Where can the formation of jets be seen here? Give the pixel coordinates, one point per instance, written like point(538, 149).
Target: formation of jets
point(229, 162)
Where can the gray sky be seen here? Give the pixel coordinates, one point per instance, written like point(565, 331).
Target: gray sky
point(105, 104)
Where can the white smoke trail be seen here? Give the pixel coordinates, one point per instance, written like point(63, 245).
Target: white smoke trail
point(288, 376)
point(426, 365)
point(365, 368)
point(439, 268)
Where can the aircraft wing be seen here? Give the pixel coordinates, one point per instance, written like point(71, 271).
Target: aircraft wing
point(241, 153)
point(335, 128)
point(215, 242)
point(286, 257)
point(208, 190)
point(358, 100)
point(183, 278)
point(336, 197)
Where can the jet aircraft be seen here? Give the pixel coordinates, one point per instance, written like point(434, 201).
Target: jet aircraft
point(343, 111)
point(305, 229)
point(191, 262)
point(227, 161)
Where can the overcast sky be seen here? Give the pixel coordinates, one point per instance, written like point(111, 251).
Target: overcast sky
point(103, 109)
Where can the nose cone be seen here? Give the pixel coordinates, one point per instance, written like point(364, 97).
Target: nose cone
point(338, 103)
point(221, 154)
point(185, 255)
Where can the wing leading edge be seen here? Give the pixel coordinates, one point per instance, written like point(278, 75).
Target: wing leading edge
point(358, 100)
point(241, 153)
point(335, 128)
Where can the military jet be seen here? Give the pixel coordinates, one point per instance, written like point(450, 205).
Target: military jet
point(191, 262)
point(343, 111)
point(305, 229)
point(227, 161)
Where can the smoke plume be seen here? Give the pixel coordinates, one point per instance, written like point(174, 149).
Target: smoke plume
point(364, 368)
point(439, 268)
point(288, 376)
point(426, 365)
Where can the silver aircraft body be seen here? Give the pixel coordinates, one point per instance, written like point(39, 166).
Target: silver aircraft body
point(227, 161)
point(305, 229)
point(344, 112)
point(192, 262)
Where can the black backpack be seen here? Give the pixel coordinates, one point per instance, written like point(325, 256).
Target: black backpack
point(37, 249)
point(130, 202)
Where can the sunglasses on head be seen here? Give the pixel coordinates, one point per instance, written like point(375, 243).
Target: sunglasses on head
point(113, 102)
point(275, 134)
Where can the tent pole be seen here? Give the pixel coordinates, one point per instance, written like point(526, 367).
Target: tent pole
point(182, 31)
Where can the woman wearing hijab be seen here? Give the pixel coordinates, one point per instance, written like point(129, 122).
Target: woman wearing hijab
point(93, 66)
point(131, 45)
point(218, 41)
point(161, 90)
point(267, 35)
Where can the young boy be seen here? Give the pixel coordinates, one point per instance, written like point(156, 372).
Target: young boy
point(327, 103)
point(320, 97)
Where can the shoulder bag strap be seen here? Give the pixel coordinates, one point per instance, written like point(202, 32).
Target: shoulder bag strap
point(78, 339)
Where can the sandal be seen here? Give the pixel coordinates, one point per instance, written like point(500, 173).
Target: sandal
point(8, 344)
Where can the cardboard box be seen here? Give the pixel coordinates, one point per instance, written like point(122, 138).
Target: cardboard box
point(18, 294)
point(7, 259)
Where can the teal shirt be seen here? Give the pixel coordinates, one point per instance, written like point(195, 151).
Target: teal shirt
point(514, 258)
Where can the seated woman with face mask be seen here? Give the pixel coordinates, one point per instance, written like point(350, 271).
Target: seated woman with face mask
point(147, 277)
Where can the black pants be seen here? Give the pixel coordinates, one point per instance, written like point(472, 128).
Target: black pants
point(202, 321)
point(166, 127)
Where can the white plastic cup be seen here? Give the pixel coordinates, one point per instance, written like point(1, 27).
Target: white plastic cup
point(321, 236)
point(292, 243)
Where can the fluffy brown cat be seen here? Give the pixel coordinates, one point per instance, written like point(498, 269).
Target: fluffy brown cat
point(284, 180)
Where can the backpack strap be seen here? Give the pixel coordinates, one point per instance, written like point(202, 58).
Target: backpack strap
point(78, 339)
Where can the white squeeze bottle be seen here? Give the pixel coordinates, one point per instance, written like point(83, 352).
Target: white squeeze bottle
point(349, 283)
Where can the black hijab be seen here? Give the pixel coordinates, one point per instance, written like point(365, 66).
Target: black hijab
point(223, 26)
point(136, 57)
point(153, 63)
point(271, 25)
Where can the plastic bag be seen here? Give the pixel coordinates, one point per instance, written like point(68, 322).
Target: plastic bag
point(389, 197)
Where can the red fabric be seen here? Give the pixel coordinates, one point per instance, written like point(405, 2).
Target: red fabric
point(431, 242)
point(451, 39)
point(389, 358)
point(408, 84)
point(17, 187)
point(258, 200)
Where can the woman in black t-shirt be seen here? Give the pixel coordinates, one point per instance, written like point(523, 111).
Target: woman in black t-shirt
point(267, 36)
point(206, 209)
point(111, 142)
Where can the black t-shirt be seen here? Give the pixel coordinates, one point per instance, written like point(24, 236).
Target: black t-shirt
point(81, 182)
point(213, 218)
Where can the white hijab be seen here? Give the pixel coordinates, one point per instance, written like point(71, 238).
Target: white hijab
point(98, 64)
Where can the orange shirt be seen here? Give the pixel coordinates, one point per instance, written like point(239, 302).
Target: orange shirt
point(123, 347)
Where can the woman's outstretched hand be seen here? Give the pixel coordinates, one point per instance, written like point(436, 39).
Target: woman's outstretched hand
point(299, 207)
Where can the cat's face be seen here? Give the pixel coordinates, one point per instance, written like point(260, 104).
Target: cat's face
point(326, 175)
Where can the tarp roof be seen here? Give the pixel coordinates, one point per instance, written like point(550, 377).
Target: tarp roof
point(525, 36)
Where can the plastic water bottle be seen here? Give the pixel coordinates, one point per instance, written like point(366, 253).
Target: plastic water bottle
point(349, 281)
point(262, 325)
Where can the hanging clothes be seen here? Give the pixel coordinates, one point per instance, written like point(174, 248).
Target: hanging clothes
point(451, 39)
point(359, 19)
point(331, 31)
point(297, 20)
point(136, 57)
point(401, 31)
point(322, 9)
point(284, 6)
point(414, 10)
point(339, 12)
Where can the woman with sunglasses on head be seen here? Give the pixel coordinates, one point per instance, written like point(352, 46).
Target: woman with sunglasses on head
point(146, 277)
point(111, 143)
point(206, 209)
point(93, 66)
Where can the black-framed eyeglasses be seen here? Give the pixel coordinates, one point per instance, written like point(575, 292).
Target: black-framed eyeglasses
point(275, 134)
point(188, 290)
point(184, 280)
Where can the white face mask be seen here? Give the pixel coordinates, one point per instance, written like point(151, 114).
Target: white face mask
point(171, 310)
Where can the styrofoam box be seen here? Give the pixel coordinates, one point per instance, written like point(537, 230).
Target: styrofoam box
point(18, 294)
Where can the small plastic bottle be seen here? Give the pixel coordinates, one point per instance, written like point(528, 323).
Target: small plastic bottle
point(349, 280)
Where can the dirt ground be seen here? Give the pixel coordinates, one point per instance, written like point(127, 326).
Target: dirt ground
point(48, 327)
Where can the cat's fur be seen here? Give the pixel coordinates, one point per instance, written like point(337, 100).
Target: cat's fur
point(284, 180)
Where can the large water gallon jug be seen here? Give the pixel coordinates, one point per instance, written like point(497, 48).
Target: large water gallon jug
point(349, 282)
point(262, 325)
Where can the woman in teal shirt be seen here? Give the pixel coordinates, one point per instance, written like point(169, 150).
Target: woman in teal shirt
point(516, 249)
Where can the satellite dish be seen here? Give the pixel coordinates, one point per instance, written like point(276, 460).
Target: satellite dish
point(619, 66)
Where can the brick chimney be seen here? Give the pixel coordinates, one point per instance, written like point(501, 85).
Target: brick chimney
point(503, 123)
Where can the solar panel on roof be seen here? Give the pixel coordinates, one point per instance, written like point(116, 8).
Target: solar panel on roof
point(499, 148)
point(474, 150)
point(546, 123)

Prompt ▸ Reproduce the data above unchanged, from the line with "Where can the plastic water" to the line with "point(619, 66)", including both of those lines.

Full response ▸
Where can the plastic water bottle be seen here? Give the pixel coordinates, one point per instance, written like point(366, 253).
Target: plastic water bottle
point(349, 281)
point(262, 325)
Where can the hanging clothes be seen here? Give the pixel coordinates, one point per instance, written like point(174, 248).
Target: hanging clothes
point(451, 39)
point(359, 19)
point(331, 31)
point(297, 20)
point(136, 57)
point(401, 31)
point(322, 9)
point(284, 6)
point(414, 10)
point(339, 12)
Where can the woman with sunglasses on head be seen here? Give the pixel coordinates, one point per instance, written like point(352, 46).
Target: woman with sunglasses on head
point(146, 277)
point(111, 143)
point(206, 209)
point(93, 66)
Where can the black-framed eyeglasses be seen here? Give the pixel coordinates, one point per instance, written like point(575, 292).
Target: black-framed eyeglasses
point(275, 134)
point(188, 290)
point(184, 280)
Where can the white face mask be seen here? Give the pixel coordinates, one point per instance, written like point(151, 114).
Target: white face mask
point(171, 310)
Where can the styrofoam box be seen here? Give the pixel coordinates, one point per instance, written like point(537, 230).
Target: styrofoam box
point(18, 294)
Where can the small plastic bottle be seen here? Give the pixel coordinates, one point per instance, written like point(528, 323).
Target: small plastic bottle
point(349, 280)
Where can the dirt ground be seen here? Give the pixel coordinates, one point per instance, written like point(127, 326).
Target: dirt ground
point(48, 327)
Where can the cat's fur be seen here? Give the pixel coordinates, one point per instance, written like point(337, 100).
Target: cat's fur
point(284, 180)
Where can the large water gallon jug be seen here? Give the pixel coordinates, one point per instance, written like point(497, 48).
Target: large water gallon jug
point(349, 282)
point(262, 325)
Where can the woman in teal shirt be seen here? Give the pixel coordinates, one point per instance, written like point(169, 150).
Target: woman in teal shirt
point(516, 249)
Where can the satellite dish be seen here? Give the pixel coordinates, one point per instance, written like point(276, 460).
Target: satellite dish
point(619, 66)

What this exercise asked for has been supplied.